● **Dokumenttext**:
......

Sozialpolitik in der Landeshauptstadt Wie Düsseldorf gegen Kinderarmut kämpft
Düsseldorf · Fast jedes fünfte Kind in Düsseldorf ist auf Sozialhilfe angewiesen. Präventionsprojekte sollen die Chancen der Betroffenen verbessern.
Düsseldorf will die Chancen von Kindern, die in schwierigen Verhältnissen aufwachsen, verbessern. „Im Kern geht es darum, die Folgen von Kinderarmut zu mindern“, sagt Stephan Glaremin, Leiter des Jugendamtes. Mehr als 200 000 Euro werden dafür zusätzlich bereitgestellt – vorausgesetzt der Jugendhilfeausschuss stimmt am Mittwoch (1. Juni 2022) den Plänen zu. Düsseldorf ist sozial gespalten. Zwar wird die Landeshauptstadt oft als reich und wohlhabend wahrgenommen.
Und im Vergleich zu Kommunen beispielsweise im Ruhrgebiet ist der Lebensstandard in der Metropole am Rhein tatsächlich höher. An der prekären Situation vieler Familien ändert das aber nichts. „Fast jedes fünfte Kind ist in Düsseldorf von Armut betroffen“, sagt Thomas Klein von der Jugendhilfe-Planung. Fast 19 000 Kinder unter 18 Jahren bezogen zur Jahreswende 2021/22 Sozialhilfe-Leistungen. „Die Zahlen zeigen uns, dass Kinder und Jugendliche beim Thema Sozialhilfe-Bezug einem deutlich höheren Risiko ausgesetzt sind als die Gesamtbevölkerung“, sagt Klein.

......

● **Vorliegende Angaben**:
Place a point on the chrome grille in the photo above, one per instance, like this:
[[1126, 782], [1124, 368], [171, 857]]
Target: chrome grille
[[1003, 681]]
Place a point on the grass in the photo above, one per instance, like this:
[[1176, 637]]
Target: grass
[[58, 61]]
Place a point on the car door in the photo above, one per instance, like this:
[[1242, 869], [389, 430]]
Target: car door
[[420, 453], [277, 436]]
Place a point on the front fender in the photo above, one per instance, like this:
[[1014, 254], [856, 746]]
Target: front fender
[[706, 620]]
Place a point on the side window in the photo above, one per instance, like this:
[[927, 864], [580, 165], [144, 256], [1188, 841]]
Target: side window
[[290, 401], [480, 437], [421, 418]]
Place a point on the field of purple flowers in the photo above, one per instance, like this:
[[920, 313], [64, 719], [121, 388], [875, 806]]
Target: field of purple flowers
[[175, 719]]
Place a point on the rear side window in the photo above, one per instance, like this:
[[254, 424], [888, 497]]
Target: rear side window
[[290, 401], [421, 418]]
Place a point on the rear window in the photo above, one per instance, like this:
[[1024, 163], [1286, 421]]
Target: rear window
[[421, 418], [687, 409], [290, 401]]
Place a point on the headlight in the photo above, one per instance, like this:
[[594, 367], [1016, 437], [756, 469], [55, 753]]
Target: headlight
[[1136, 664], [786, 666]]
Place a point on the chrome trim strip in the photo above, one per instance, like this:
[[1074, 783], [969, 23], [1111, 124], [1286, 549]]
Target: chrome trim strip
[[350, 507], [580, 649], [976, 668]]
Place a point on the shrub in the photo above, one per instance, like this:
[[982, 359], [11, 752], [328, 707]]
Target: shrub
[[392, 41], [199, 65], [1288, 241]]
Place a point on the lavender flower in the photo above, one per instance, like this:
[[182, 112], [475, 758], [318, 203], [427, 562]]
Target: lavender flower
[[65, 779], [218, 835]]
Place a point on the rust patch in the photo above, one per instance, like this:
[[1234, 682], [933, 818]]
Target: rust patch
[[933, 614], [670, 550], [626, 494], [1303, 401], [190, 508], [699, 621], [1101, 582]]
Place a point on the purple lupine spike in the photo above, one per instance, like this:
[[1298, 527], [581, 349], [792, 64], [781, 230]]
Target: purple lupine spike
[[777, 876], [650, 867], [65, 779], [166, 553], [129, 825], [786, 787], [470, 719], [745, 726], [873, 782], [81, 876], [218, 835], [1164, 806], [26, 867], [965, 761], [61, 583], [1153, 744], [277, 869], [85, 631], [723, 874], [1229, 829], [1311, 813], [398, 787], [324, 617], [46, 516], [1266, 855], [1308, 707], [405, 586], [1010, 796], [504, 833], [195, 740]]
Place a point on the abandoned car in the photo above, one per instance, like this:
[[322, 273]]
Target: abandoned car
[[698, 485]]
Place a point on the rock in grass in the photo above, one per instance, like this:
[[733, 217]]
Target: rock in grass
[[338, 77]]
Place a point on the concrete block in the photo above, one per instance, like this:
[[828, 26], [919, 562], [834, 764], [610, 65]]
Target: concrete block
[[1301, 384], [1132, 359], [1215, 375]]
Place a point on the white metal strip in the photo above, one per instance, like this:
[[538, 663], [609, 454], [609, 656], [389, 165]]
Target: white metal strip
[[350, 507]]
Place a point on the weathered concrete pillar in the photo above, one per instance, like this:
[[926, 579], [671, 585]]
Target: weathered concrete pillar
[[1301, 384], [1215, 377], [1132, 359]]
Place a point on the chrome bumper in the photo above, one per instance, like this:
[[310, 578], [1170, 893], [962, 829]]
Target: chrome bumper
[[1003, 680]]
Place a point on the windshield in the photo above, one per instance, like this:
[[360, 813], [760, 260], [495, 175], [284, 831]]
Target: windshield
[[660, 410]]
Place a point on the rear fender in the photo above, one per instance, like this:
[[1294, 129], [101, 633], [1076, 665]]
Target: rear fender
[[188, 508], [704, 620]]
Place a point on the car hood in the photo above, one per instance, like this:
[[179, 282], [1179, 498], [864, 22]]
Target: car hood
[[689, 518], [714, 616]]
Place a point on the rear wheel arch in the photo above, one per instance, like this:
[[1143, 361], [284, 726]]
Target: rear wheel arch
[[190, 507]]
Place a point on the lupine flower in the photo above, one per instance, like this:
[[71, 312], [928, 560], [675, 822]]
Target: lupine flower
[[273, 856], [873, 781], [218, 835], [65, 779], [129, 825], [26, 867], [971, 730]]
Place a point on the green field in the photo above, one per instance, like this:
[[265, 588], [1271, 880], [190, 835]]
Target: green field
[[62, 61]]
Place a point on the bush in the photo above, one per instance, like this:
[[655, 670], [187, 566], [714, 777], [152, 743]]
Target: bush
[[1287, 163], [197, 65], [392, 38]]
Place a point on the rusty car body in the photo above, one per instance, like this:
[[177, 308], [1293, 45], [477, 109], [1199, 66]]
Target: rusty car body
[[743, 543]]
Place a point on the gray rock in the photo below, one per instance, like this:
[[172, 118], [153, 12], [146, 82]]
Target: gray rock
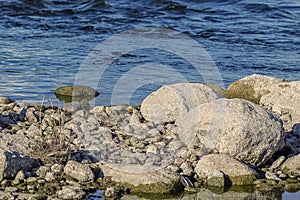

......

● **Arbeitsauftrag 1**: Entnehmen Sie dem Artikel über Kinderarmut in Düsseldorf wörtlich die Passage, die mit „Düsseldorf will die“ beginnt und mit „und wohlhabend wahrgenommen.“ endet.
● **Arbeitsauftrag 2**: Schreiben Sie den Artikel über Kinderarmut in Düsseldorf im Anschluss an seinen letzten Satz weiter.

● **Antwortbereich 1**:
Düsseldorf will die Chancen von Kindern, die in schwierigen Verhältnissen aufwachsen, verbessern. „Im Kern geht es darum, die Folgen von Kinderarmut zu mindern“, sagt Stephan Glaremin, Leiter des Jugendamtes. Mehr als 200 000 Euro werden dafür zusätzlich bereitgestellt – vorausgesetzt der Jugendhilfeausschuss stimmt am Mittwoch (1. Juni 2022) den Plänen zu. Düsseldorf ist sozial gespalten. Zwar wird die Landeshauptstadt oft als reich und wohlhabend wahrgenommen.

● **Antwortbereich 2**:
Die Maßnahmen, für die nun zusätzliches Geld ausgegeben werden soll, zielen vor allem auf Vorbeugung. Im Fokus stehen dabei Quartiere mit hohem sozialen Handlungsbedarf. Ausgebaut werden soll in bestimmten Kinder- und Jugendfreizeiteinrichtungen das Programm FreizeitFit4Kids (FF4K), das auf Bewegung, ausgewogene Ernährung und Stressregulation zielt. Geplant sind hier zusätzliche Module wie ein pädagogischer Selbstbehauptungskurs, Kinder-Yoga, Tischtennis sowie ein Tanz- und Entspannungsangebot.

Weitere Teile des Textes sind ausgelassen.